— begin Supplied records —

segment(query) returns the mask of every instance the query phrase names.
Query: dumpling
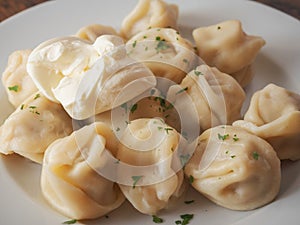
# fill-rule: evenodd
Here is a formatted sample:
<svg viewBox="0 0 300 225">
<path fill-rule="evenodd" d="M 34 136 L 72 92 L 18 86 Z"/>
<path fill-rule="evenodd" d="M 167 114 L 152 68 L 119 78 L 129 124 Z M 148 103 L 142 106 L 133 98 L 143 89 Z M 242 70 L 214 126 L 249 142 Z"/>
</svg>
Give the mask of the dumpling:
<svg viewBox="0 0 300 225">
<path fill-rule="evenodd" d="M 0 152 L 5 155 L 17 153 L 41 163 L 46 148 L 72 131 L 72 119 L 62 106 L 36 93 L 0 127 Z"/>
<path fill-rule="evenodd" d="M 280 159 L 300 159 L 300 95 L 275 84 L 257 91 L 251 98 L 242 127 L 267 140 Z"/>
<path fill-rule="evenodd" d="M 50 100 L 83 120 L 155 86 L 153 73 L 129 58 L 123 45 L 115 35 L 102 35 L 93 45 L 75 37 L 56 39 L 33 51 L 27 69 Z"/>
<path fill-rule="evenodd" d="M 8 100 L 15 108 L 38 91 L 26 71 L 26 63 L 30 53 L 31 50 L 29 49 L 11 53 L 2 74 L 2 83 L 7 92 Z"/>
<path fill-rule="evenodd" d="M 177 28 L 178 7 L 163 0 L 140 0 L 123 20 L 121 34 L 129 39 L 149 28 Z"/>
<path fill-rule="evenodd" d="M 117 154 L 119 186 L 138 211 L 155 215 L 185 190 L 182 167 L 172 165 L 179 138 L 160 119 L 131 121 L 123 133 Z"/>
<path fill-rule="evenodd" d="M 110 26 L 104 26 L 101 24 L 91 24 L 80 28 L 75 34 L 75 36 L 83 40 L 89 41 L 91 43 L 94 43 L 99 36 L 104 34 L 118 35 L 117 31 Z"/>
<path fill-rule="evenodd" d="M 101 217 L 125 200 L 118 185 L 100 172 L 110 166 L 105 126 L 85 126 L 53 142 L 45 152 L 42 194 L 53 208 L 72 219 Z"/>
<path fill-rule="evenodd" d="M 201 134 L 185 174 L 197 191 L 233 210 L 270 203 L 281 181 L 280 160 L 272 146 L 233 126 L 218 126 Z"/>
<path fill-rule="evenodd" d="M 181 100 L 184 94 L 191 101 Z M 180 85 L 171 86 L 167 99 L 173 103 L 173 111 L 181 109 L 189 114 L 189 118 L 197 117 L 203 131 L 240 119 L 245 97 L 245 92 L 231 76 L 217 68 L 201 65 L 188 73 Z M 196 111 L 192 111 L 193 108 Z M 180 119 L 184 118 L 177 118 L 172 111 L 168 115 L 166 122 L 180 130 Z"/>
<path fill-rule="evenodd" d="M 238 20 L 228 20 L 193 31 L 199 56 L 209 65 L 232 75 L 242 87 L 252 80 L 251 64 L 265 41 L 247 35 Z"/>
<path fill-rule="evenodd" d="M 171 28 L 152 28 L 126 43 L 129 56 L 147 65 L 155 76 L 180 83 L 199 57 L 192 44 Z"/>
</svg>

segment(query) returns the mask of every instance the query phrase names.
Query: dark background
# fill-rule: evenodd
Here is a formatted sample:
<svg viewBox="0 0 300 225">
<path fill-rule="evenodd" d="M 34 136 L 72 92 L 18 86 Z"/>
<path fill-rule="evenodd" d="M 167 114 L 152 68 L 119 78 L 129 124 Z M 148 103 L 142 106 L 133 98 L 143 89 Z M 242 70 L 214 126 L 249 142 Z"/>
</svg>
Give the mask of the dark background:
<svg viewBox="0 0 300 225">
<path fill-rule="evenodd" d="M 0 0 L 0 22 L 26 8 L 47 0 Z M 300 0 L 254 0 L 300 20 Z"/>
</svg>

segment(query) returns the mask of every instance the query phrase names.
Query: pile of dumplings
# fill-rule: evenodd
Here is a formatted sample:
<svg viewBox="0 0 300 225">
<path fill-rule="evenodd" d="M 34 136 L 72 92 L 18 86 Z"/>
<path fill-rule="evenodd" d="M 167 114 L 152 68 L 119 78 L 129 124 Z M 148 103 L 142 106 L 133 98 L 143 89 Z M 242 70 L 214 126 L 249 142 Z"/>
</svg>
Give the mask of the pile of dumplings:
<svg viewBox="0 0 300 225">
<path fill-rule="evenodd" d="M 15 111 L 0 152 L 41 164 L 61 214 L 94 219 L 128 200 L 157 215 L 192 185 L 212 202 L 272 202 L 281 160 L 300 159 L 300 95 L 269 84 L 244 116 L 265 45 L 238 20 L 180 34 L 179 9 L 140 0 L 120 31 L 93 24 L 13 52 L 2 76 Z"/>
</svg>

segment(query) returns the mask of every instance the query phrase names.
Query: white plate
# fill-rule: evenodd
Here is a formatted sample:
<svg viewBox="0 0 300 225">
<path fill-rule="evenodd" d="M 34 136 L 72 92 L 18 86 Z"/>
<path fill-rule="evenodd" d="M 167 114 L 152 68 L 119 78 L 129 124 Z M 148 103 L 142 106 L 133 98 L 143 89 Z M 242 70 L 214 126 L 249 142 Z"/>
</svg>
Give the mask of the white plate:
<svg viewBox="0 0 300 225">
<path fill-rule="evenodd" d="M 173 1 L 172 1 L 173 2 Z M 300 22 L 277 10 L 243 0 L 174 1 L 180 7 L 179 23 L 188 34 L 193 28 L 227 19 L 239 19 L 249 34 L 262 36 L 267 45 L 258 55 L 256 77 L 247 89 L 248 96 L 273 82 L 300 93 Z M 100 23 L 119 28 L 135 1 L 61 0 L 50 1 L 15 15 L 0 24 L 0 68 L 8 55 L 18 49 L 33 48 L 52 37 L 75 33 L 80 27 Z M 188 36 L 188 35 L 187 35 Z M 249 98 L 248 98 L 249 100 Z M 0 86 L 0 123 L 12 111 L 4 88 Z M 193 213 L 190 224 L 210 225 L 282 225 L 299 224 L 300 162 L 283 165 L 282 187 L 271 204 L 250 212 L 224 209 L 191 190 L 179 204 L 162 212 L 164 224 L 175 224 L 179 215 Z M 0 157 L 0 223 L 5 225 L 55 225 L 68 220 L 52 210 L 39 188 L 40 167 L 19 157 Z M 255 191 L 255 190 L 253 190 Z M 129 203 L 86 224 L 153 225 L 150 216 L 142 215 Z"/>
</svg>

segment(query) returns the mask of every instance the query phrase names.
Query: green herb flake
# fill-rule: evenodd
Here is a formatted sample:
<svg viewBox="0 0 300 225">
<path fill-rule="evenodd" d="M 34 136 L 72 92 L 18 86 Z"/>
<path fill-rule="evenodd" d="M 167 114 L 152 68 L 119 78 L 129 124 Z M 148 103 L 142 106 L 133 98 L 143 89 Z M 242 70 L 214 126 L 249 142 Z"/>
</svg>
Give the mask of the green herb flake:
<svg viewBox="0 0 300 225">
<path fill-rule="evenodd" d="M 189 183 L 190 184 L 194 183 L 194 180 L 195 180 L 195 178 L 192 175 L 190 175 L 189 176 Z"/>
<path fill-rule="evenodd" d="M 188 87 L 182 88 L 181 90 L 179 90 L 179 91 L 176 92 L 176 95 L 178 95 L 178 94 L 180 94 L 182 92 L 185 92 L 187 90 L 188 90 Z"/>
<path fill-rule="evenodd" d="M 137 42 L 137 41 L 135 40 L 135 41 L 132 43 L 132 47 L 133 47 L 133 48 L 135 48 L 136 42 Z"/>
<path fill-rule="evenodd" d="M 234 141 L 238 141 L 239 140 L 239 138 L 237 137 L 237 135 L 235 134 L 235 135 L 233 135 L 233 138 L 232 138 Z"/>
<path fill-rule="evenodd" d="M 74 223 L 77 223 L 77 220 L 67 220 L 65 222 L 63 222 L 62 224 L 74 224 Z"/>
<path fill-rule="evenodd" d="M 258 160 L 259 154 L 257 152 L 252 153 L 253 159 Z"/>
<path fill-rule="evenodd" d="M 155 40 L 158 41 L 157 46 L 155 48 L 157 52 L 170 48 L 170 46 L 166 43 L 165 39 L 161 39 L 161 37 L 157 36 Z"/>
<path fill-rule="evenodd" d="M 126 102 L 121 105 L 121 108 L 123 108 L 125 110 L 125 112 L 127 113 L 127 103 Z"/>
<path fill-rule="evenodd" d="M 221 135 L 220 133 L 218 133 L 219 140 L 225 141 L 228 137 L 229 137 L 229 134 Z"/>
<path fill-rule="evenodd" d="M 162 218 L 155 216 L 155 215 L 152 216 L 152 221 L 154 223 L 163 223 L 164 222 L 164 220 Z"/>
<path fill-rule="evenodd" d="M 136 187 L 136 184 L 139 182 L 140 179 L 142 179 L 143 176 L 132 176 L 133 184 L 132 188 L 134 189 Z"/>
<path fill-rule="evenodd" d="M 136 103 L 131 106 L 130 112 L 134 113 L 135 110 L 137 110 L 137 104 Z"/>
<path fill-rule="evenodd" d="M 203 73 L 200 72 L 200 71 L 198 71 L 198 70 L 194 70 L 194 74 L 195 74 L 196 76 L 203 75 Z"/>
<path fill-rule="evenodd" d="M 184 201 L 184 204 L 189 205 L 189 204 L 192 204 L 192 203 L 194 203 L 194 202 L 195 202 L 195 200 L 188 200 L 188 201 Z"/>
<path fill-rule="evenodd" d="M 152 96 L 152 95 L 154 95 L 154 94 L 155 94 L 155 89 L 151 89 L 150 95 Z"/>
<path fill-rule="evenodd" d="M 180 215 L 180 218 L 182 219 L 182 221 L 176 220 L 175 224 L 187 225 L 194 218 L 194 214 L 183 214 Z"/>
<path fill-rule="evenodd" d="M 8 90 L 18 92 L 19 91 L 19 85 L 10 86 L 10 87 L 8 87 Z"/>
<path fill-rule="evenodd" d="M 41 97 L 40 94 L 36 94 L 36 95 L 34 96 L 33 100 L 36 100 L 36 99 L 38 99 L 38 98 L 40 98 L 40 97 Z"/>
<path fill-rule="evenodd" d="M 169 131 L 173 130 L 173 128 L 170 128 L 170 127 L 166 127 L 165 128 L 165 131 L 167 132 L 167 134 L 169 134 Z"/>
<path fill-rule="evenodd" d="M 187 164 L 187 162 L 189 161 L 191 155 L 190 154 L 185 154 L 185 155 L 180 155 L 180 163 L 182 166 L 185 166 Z"/>
</svg>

— end Supplied records —

## What is needed
Rewrite the entries from their first line through the line containing "110 26 L 104", both included, as a Markdown table with the columns No. and Line. Omit blank lines and leave the pictures out.

## Output below
| No. | Line |
|---|---|
| 1 | segment(query) returns the mask of every instance the query phrase names. |
| 2 | Query: dumpling |
| 3 | # fill-rule: evenodd |
| 4 | Here is a formatted sample: |
| 5 | <svg viewBox="0 0 300 225"> |
| 6 | <path fill-rule="evenodd" d="M 34 136 L 72 92 L 18 86 Z"/> |
| 7 | <path fill-rule="evenodd" d="M 167 114 L 152 68 L 119 78 L 129 124 Z M 148 103 L 142 106 L 133 98 L 143 89 Z M 242 70 L 214 126 L 249 142 Z"/> |
| 8 | </svg> |
| 9 | Give the mask of the dumpling: |
| 10 | <svg viewBox="0 0 300 225"> |
| 11 | <path fill-rule="evenodd" d="M 0 152 L 5 155 L 17 153 L 41 163 L 46 148 L 72 131 L 72 119 L 62 106 L 36 93 L 0 127 Z"/> |
| 12 | <path fill-rule="evenodd" d="M 280 159 L 300 159 L 300 95 L 275 84 L 257 91 L 251 98 L 242 127 L 267 140 Z"/> |
| 13 | <path fill-rule="evenodd" d="M 50 100 L 83 120 L 155 86 L 153 73 L 129 58 L 123 45 L 115 35 L 102 35 L 93 45 L 75 37 L 56 39 L 33 51 L 27 69 Z"/> |
| 14 | <path fill-rule="evenodd" d="M 8 100 L 15 108 L 38 91 L 26 71 L 26 63 L 30 53 L 31 50 L 29 49 L 11 53 L 2 74 L 2 83 L 7 92 Z"/> |
| 15 | <path fill-rule="evenodd" d="M 177 28 L 178 7 L 163 0 L 140 0 L 123 20 L 121 34 L 129 39 L 149 28 Z"/> |
| 16 | <path fill-rule="evenodd" d="M 117 154 L 119 186 L 138 211 L 155 215 L 185 190 L 182 167 L 172 165 L 179 138 L 160 119 L 131 121 L 123 133 Z"/> |
| 17 | <path fill-rule="evenodd" d="M 110 26 L 104 26 L 101 24 L 91 24 L 80 28 L 75 34 L 75 36 L 83 40 L 89 41 L 91 43 L 94 43 L 99 36 L 104 34 L 118 35 L 117 31 Z"/> |